▶ **Supplied entries**:
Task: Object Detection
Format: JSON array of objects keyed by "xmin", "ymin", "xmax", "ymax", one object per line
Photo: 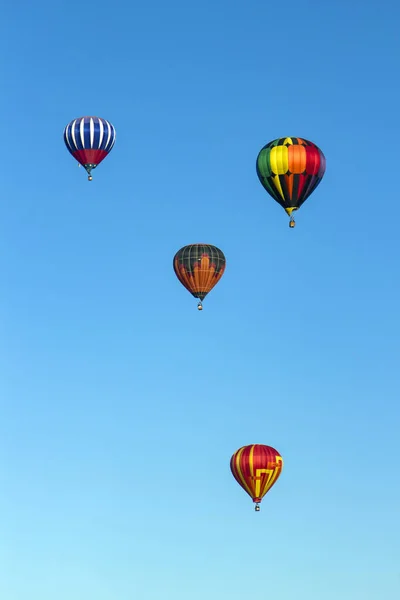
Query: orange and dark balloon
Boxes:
[
  {"xmin": 231, "ymin": 444, "xmax": 283, "ymax": 511},
  {"xmin": 256, "ymin": 137, "xmax": 326, "ymax": 227},
  {"xmin": 173, "ymin": 244, "xmax": 226, "ymax": 310}
]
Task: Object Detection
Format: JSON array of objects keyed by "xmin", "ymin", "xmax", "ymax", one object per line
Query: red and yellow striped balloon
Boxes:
[{"xmin": 231, "ymin": 444, "xmax": 283, "ymax": 511}]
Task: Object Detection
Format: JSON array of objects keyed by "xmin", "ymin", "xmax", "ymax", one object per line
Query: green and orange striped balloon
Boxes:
[
  {"xmin": 231, "ymin": 444, "xmax": 283, "ymax": 511},
  {"xmin": 256, "ymin": 137, "xmax": 326, "ymax": 227},
  {"xmin": 173, "ymin": 244, "xmax": 226, "ymax": 310}
]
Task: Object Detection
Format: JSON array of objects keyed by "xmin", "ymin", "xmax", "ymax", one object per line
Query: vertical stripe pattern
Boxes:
[
  {"xmin": 231, "ymin": 444, "xmax": 283, "ymax": 503},
  {"xmin": 64, "ymin": 117, "xmax": 116, "ymax": 173},
  {"xmin": 64, "ymin": 117, "xmax": 116, "ymax": 155},
  {"xmin": 173, "ymin": 244, "xmax": 226, "ymax": 300},
  {"xmin": 256, "ymin": 137, "xmax": 326, "ymax": 210}
]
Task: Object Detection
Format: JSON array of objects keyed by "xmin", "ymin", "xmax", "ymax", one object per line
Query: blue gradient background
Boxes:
[{"xmin": 0, "ymin": 0, "xmax": 400, "ymax": 600}]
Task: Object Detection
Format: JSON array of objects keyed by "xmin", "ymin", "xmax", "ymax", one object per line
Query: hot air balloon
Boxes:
[
  {"xmin": 256, "ymin": 138, "xmax": 326, "ymax": 227},
  {"xmin": 173, "ymin": 244, "xmax": 226, "ymax": 310},
  {"xmin": 64, "ymin": 117, "xmax": 116, "ymax": 181},
  {"xmin": 231, "ymin": 444, "xmax": 283, "ymax": 512}
]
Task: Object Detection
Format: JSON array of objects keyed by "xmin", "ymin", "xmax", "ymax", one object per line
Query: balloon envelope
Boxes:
[
  {"xmin": 231, "ymin": 444, "xmax": 283, "ymax": 503},
  {"xmin": 64, "ymin": 117, "xmax": 116, "ymax": 175},
  {"xmin": 256, "ymin": 137, "xmax": 326, "ymax": 215},
  {"xmin": 173, "ymin": 244, "xmax": 226, "ymax": 300}
]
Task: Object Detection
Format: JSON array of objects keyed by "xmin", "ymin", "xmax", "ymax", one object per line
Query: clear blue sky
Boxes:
[{"xmin": 0, "ymin": 0, "xmax": 400, "ymax": 600}]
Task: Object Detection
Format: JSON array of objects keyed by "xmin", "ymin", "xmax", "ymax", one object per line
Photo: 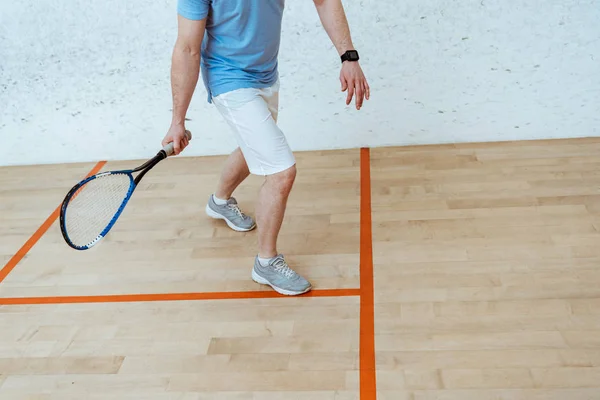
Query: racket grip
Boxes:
[{"xmin": 163, "ymin": 130, "xmax": 192, "ymax": 157}]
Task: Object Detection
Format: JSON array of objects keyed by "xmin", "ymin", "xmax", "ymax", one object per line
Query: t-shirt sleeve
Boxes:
[{"xmin": 177, "ymin": 0, "xmax": 210, "ymax": 21}]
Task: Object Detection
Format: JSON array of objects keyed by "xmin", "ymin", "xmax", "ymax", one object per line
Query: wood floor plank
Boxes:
[
  {"xmin": 0, "ymin": 150, "xmax": 360, "ymax": 297},
  {"xmin": 370, "ymin": 139, "xmax": 600, "ymax": 400}
]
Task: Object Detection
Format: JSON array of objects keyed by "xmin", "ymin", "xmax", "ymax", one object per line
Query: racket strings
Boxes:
[{"xmin": 65, "ymin": 174, "xmax": 132, "ymax": 246}]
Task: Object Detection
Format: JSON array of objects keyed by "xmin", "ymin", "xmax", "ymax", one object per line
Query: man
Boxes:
[{"xmin": 162, "ymin": 0, "xmax": 370, "ymax": 295}]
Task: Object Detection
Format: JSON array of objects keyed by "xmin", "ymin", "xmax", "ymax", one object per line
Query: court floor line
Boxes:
[
  {"xmin": 0, "ymin": 289, "xmax": 360, "ymax": 305},
  {"xmin": 0, "ymin": 161, "xmax": 106, "ymax": 283},
  {"xmin": 359, "ymin": 148, "xmax": 377, "ymax": 400}
]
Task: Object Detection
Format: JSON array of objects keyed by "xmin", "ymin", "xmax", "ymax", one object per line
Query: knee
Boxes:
[{"xmin": 269, "ymin": 165, "xmax": 296, "ymax": 194}]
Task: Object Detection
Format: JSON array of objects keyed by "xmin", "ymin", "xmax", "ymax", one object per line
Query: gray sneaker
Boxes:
[
  {"xmin": 252, "ymin": 254, "xmax": 311, "ymax": 296},
  {"xmin": 206, "ymin": 195, "xmax": 256, "ymax": 232}
]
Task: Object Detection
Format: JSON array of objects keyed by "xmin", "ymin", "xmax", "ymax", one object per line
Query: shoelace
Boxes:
[
  {"xmin": 273, "ymin": 257, "xmax": 295, "ymax": 278},
  {"xmin": 228, "ymin": 204, "xmax": 246, "ymax": 218}
]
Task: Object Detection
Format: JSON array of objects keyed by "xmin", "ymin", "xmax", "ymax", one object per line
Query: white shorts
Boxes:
[{"xmin": 212, "ymin": 81, "xmax": 296, "ymax": 176}]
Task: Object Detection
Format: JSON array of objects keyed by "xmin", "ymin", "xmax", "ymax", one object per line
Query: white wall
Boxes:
[{"xmin": 0, "ymin": 0, "xmax": 600, "ymax": 165}]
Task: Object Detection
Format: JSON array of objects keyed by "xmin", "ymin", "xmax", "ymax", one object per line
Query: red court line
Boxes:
[
  {"xmin": 359, "ymin": 148, "xmax": 377, "ymax": 400},
  {"xmin": 0, "ymin": 289, "xmax": 361, "ymax": 305},
  {"xmin": 0, "ymin": 161, "xmax": 106, "ymax": 283}
]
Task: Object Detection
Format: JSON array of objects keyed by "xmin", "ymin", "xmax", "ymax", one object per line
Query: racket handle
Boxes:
[{"xmin": 163, "ymin": 130, "xmax": 192, "ymax": 157}]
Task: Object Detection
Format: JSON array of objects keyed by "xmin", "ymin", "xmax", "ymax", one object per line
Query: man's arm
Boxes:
[
  {"xmin": 162, "ymin": 15, "xmax": 206, "ymax": 154},
  {"xmin": 313, "ymin": 0, "xmax": 371, "ymax": 110}
]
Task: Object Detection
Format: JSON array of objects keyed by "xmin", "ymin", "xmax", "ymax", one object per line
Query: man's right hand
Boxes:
[{"xmin": 162, "ymin": 125, "xmax": 190, "ymax": 155}]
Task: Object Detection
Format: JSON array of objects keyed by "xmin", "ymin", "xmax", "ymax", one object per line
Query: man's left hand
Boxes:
[{"xmin": 340, "ymin": 61, "xmax": 371, "ymax": 110}]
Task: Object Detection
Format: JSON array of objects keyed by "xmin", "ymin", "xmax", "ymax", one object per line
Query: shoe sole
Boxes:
[
  {"xmin": 206, "ymin": 204, "xmax": 256, "ymax": 232},
  {"xmin": 252, "ymin": 268, "xmax": 311, "ymax": 296}
]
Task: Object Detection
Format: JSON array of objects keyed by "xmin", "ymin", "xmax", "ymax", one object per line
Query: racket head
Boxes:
[{"xmin": 60, "ymin": 171, "xmax": 136, "ymax": 250}]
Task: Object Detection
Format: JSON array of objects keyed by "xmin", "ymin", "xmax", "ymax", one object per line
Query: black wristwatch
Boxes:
[{"xmin": 340, "ymin": 50, "xmax": 360, "ymax": 62}]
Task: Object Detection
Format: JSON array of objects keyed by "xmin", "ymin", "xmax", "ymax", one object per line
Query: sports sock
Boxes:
[
  {"xmin": 258, "ymin": 257, "xmax": 275, "ymax": 267},
  {"xmin": 213, "ymin": 194, "xmax": 227, "ymax": 206}
]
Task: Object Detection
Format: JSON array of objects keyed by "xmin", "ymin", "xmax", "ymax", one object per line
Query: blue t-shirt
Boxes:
[{"xmin": 177, "ymin": 0, "xmax": 285, "ymax": 102}]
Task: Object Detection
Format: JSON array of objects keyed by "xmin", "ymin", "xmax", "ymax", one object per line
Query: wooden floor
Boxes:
[{"xmin": 0, "ymin": 138, "xmax": 600, "ymax": 400}]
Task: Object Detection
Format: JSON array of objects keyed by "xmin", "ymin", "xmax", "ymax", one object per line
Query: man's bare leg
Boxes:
[
  {"xmin": 206, "ymin": 147, "xmax": 256, "ymax": 232},
  {"xmin": 256, "ymin": 165, "xmax": 296, "ymax": 259},
  {"xmin": 252, "ymin": 165, "xmax": 311, "ymax": 295}
]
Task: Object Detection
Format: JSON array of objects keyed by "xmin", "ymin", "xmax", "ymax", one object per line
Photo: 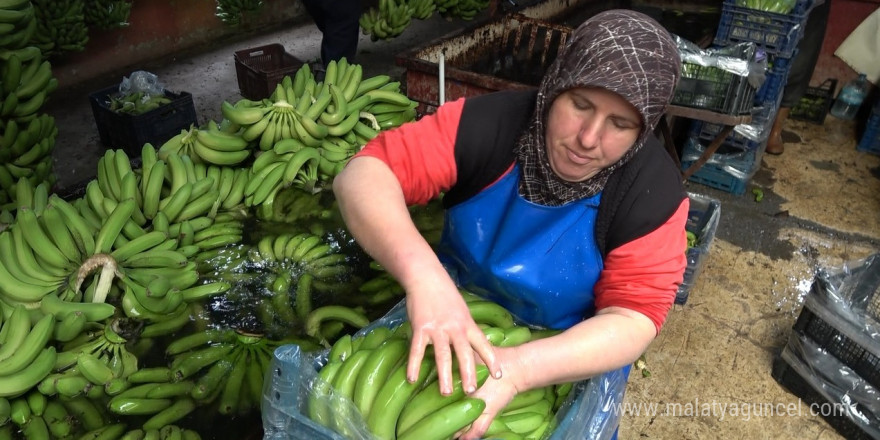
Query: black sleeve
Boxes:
[
  {"xmin": 595, "ymin": 135, "xmax": 687, "ymax": 257},
  {"xmin": 443, "ymin": 90, "xmax": 537, "ymax": 209}
]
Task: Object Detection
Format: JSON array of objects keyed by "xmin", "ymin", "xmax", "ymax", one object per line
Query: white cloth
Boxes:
[{"xmin": 834, "ymin": 8, "xmax": 880, "ymax": 84}]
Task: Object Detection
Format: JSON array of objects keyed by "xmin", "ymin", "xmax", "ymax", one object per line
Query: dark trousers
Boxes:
[
  {"xmin": 779, "ymin": 0, "xmax": 831, "ymax": 107},
  {"xmin": 303, "ymin": 0, "xmax": 363, "ymax": 66}
]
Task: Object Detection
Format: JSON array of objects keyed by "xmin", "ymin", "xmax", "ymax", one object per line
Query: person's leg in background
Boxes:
[
  {"xmin": 303, "ymin": 0, "xmax": 363, "ymax": 67},
  {"xmin": 766, "ymin": 0, "xmax": 831, "ymax": 154}
]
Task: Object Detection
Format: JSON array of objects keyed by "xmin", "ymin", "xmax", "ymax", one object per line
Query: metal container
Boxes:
[{"xmin": 396, "ymin": 14, "xmax": 571, "ymax": 113}]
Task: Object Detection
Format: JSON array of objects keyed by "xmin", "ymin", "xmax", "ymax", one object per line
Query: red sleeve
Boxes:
[
  {"xmin": 594, "ymin": 198, "xmax": 690, "ymax": 333},
  {"xmin": 355, "ymin": 98, "xmax": 464, "ymax": 205}
]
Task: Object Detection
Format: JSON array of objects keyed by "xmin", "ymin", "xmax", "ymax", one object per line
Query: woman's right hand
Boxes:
[{"xmin": 406, "ymin": 276, "xmax": 501, "ymax": 395}]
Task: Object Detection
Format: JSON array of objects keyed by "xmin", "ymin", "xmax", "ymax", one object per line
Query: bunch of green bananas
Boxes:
[
  {"xmin": 0, "ymin": 0, "xmax": 37, "ymax": 50},
  {"xmin": 0, "ymin": 391, "xmax": 100, "ymax": 440},
  {"xmin": 249, "ymin": 232, "xmax": 351, "ymax": 326},
  {"xmin": 106, "ymin": 91, "xmax": 171, "ymax": 115},
  {"xmin": 436, "ymin": 0, "xmax": 489, "ymax": 20},
  {"xmin": 308, "ymin": 291, "xmax": 572, "ymax": 440},
  {"xmin": 159, "ymin": 121, "xmax": 251, "ymax": 166},
  {"xmin": 0, "ymin": 46, "xmax": 58, "ymax": 122},
  {"xmin": 256, "ymin": 187, "xmax": 333, "ymax": 224},
  {"xmin": 83, "ymin": 0, "xmax": 132, "ymax": 30},
  {"xmin": 158, "ymin": 328, "xmax": 286, "ymax": 418},
  {"xmin": 0, "ymin": 304, "xmax": 57, "ymax": 397},
  {"xmin": 0, "ymin": 44, "xmax": 58, "ymax": 205},
  {"xmin": 221, "ymin": 59, "xmax": 416, "ymax": 206},
  {"xmin": 359, "ymin": 0, "xmax": 414, "ymax": 41},
  {"xmin": 30, "ymin": 0, "xmax": 89, "ymax": 57},
  {"xmin": 37, "ymin": 318, "xmax": 138, "ymax": 399},
  {"xmin": 214, "ymin": 0, "xmax": 263, "ymax": 26},
  {"xmin": 0, "ymin": 114, "xmax": 58, "ymax": 209}
]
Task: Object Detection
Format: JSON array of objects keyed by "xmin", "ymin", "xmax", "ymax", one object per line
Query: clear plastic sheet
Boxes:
[
  {"xmin": 262, "ymin": 302, "xmax": 629, "ymax": 440},
  {"xmin": 782, "ymin": 334, "xmax": 880, "ymax": 438},
  {"xmin": 119, "ymin": 70, "xmax": 165, "ymax": 96},
  {"xmin": 681, "ymin": 137, "xmax": 761, "ymax": 180},
  {"xmin": 676, "ymin": 193, "xmax": 721, "ymax": 298},
  {"xmin": 810, "ymin": 254, "xmax": 880, "ymax": 344},
  {"xmin": 672, "ymin": 34, "xmax": 767, "ymax": 89}
]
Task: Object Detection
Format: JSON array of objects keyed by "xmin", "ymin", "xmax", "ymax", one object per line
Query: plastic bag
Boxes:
[
  {"xmin": 672, "ymin": 34, "xmax": 767, "ymax": 89},
  {"xmin": 119, "ymin": 70, "xmax": 165, "ymax": 96},
  {"xmin": 262, "ymin": 301, "xmax": 629, "ymax": 440}
]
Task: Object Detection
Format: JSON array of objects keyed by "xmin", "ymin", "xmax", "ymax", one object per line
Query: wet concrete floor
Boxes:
[{"xmin": 46, "ymin": 9, "xmax": 880, "ymax": 439}]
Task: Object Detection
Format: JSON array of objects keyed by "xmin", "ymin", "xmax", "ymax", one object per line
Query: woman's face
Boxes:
[{"xmin": 546, "ymin": 88, "xmax": 642, "ymax": 182}]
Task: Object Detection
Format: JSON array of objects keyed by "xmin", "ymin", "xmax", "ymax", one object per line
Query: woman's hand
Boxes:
[
  {"xmin": 459, "ymin": 347, "xmax": 526, "ymax": 440},
  {"xmin": 406, "ymin": 276, "xmax": 501, "ymax": 395}
]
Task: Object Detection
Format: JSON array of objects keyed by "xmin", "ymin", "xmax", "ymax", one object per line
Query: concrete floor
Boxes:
[{"xmin": 47, "ymin": 8, "xmax": 880, "ymax": 439}]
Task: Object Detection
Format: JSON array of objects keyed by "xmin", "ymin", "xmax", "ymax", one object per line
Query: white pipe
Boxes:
[{"xmin": 438, "ymin": 48, "xmax": 446, "ymax": 105}]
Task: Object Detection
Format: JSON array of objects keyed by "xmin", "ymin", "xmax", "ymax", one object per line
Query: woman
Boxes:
[{"xmin": 334, "ymin": 10, "xmax": 688, "ymax": 439}]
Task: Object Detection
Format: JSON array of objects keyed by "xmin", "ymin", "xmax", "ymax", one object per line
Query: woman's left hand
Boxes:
[{"xmin": 459, "ymin": 347, "xmax": 526, "ymax": 440}]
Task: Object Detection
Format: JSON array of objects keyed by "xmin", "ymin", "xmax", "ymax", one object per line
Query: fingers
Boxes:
[
  {"xmin": 471, "ymin": 327, "xmax": 502, "ymax": 379},
  {"xmin": 406, "ymin": 329, "xmax": 428, "ymax": 383}
]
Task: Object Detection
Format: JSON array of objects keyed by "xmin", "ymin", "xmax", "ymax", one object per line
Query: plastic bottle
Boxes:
[{"xmin": 831, "ymin": 73, "xmax": 868, "ymax": 120}]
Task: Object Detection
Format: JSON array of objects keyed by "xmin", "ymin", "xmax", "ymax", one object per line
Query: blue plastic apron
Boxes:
[
  {"xmin": 439, "ymin": 167, "xmax": 602, "ymax": 329},
  {"xmin": 438, "ymin": 166, "xmax": 630, "ymax": 439}
]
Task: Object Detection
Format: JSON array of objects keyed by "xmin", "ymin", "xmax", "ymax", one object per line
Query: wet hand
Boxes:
[{"xmin": 407, "ymin": 282, "xmax": 501, "ymax": 395}]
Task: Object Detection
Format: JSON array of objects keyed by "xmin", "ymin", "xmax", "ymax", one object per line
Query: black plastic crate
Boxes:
[
  {"xmin": 233, "ymin": 43, "xmax": 304, "ymax": 100},
  {"xmin": 675, "ymin": 194, "xmax": 721, "ymax": 304},
  {"xmin": 788, "ymin": 78, "xmax": 840, "ymax": 124},
  {"xmin": 715, "ymin": 0, "xmax": 812, "ymax": 58},
  {"xmin": 794, "ymin": 282, "xmax": 880, "ymax": 388},
  {"xmin": 771, "ymin": 351, "xmax": 872, "ymax": 440},
  {"xmin": 89, "ymin": 85, "xmax": 198, "ymax": 157},
  {"xmin": 755, "ymin": 57, "xmax": 791, "ymax": 105}
]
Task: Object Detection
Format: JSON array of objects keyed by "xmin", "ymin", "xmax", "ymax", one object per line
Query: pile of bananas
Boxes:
[
  {"xmin": 83, "ymin": 0, "xmax": 132, "ymax": 30},
  {"xmin": 249, "ymin": 232, "xmax": 351, "ymax": 328},
  {"xmin": 0, "ymin": 44, "xmax": 58, "ymax": 209},
  {"xmin": 308, "ymin": 292, "xmax": 572, "ymax": 440},
  {"xmin": 159, "ymin": 121, "xmax": 251, "ymax": 166},
  {"xmin": 0, "ymin": 0, "xmax": 37, "ymax": 50},
  {"xmin": 107, "ymin": 92, "xmax": 171, "ymax": 115},
  {"xmin": 214, "ymin": 0, "xmax": 263, "ymax": 26},
  {"xmin": 359, "ymin": 0, "xmax": 414, "ymax": 41},
  {"xmin": 0, "ymin": 305, "xmax": 57, "ymax": 397},
  {"xmin": 153, "ymin": 329, "xmax": 287, "ymax": 418},
  {"xmin": 436, "ymin": 0, "xmax": 489, "ymax": 20},
  {"xmin": 37, "ymin": 318, "xmax": 138, "ymax": 399},
  {"xmin": 221, "ymin": 58, "xmax": 416, "ymax": 206},
  {"xmin": 30, "ymin": 0, "xmax": 89, "ymax": 58},
  {"xmin": 255, "ymin": 187, "xmax": 335, "ymax": 224}
]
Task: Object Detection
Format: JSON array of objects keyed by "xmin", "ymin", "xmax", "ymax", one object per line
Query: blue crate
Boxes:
[
  {"xmin": 755, "ymin": 51, "xmax": 797, "ymax": 105},
  {"xmin": 690, "ymin": 99, "xmax": 779, "ymax": 151},
  {"xmin": 675, "ymin": 193, "xmax": 721, "ymax": 304},
  {"xmin": 681, "ymin": 137, "xmax": 766, "ymax": 195},
  {"xmin": 715, "ymin": 0, "xmax": 812, "ymax": 58},
  {"xmin": 856, "ymin": 105, "xmax": 880, "ymax": 155}
]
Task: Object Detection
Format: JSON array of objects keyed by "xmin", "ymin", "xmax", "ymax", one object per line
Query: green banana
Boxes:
[
  {"xmin": 353, "ymin": 338, "xmax": 409, "ymax": 419},
  {"xmin": 0, "ymin": 315, "xmax": 55, "ymax": 378},
  {"xmin": 467, "ymin": 301, "xmax": 514, "ymax": 330},
  {"xmin": 397, "ymin": 365, "xmax": 489, "ymax": 437},
  {"xmin": 367, "ymin": 359, "xmax": 433, "ymax": 440},
  {"xmin": 0, "ymin": 348, "xmax": 56, "ymax": 397},
  {"xmin": 143, "ymin": 397, "xmax": 196, "ymax": 430},
  {"xmin": 397, "ymin": 397, "xmax": 486, "ymax": 440}
]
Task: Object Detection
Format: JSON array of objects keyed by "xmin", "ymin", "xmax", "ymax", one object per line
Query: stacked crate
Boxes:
[
  {"xmin": 682, "ymin": 0, "xmax": 827, "ymax": 194},
  {"xmin": 772, "ymin": 254, "xmax": 880, "ymax": 440}
]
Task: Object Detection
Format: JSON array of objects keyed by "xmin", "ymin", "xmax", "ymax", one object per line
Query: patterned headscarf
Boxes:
[{"xmin": 516, "ymin": 10, "xmax": 681, "ymax": 206}]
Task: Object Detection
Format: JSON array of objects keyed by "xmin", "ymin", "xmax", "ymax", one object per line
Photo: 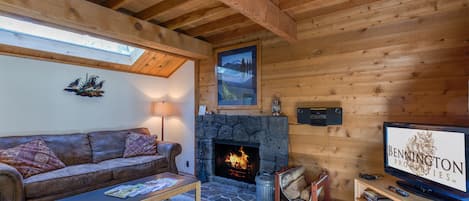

▶ **Instructions to follow**: Which lines above contain the word "racket" with the same capitalization? Copy each of them in full.

▶ **Correct answer**:
Query: racket grip
Query: racket strings
Query: racket handle
Query: racket head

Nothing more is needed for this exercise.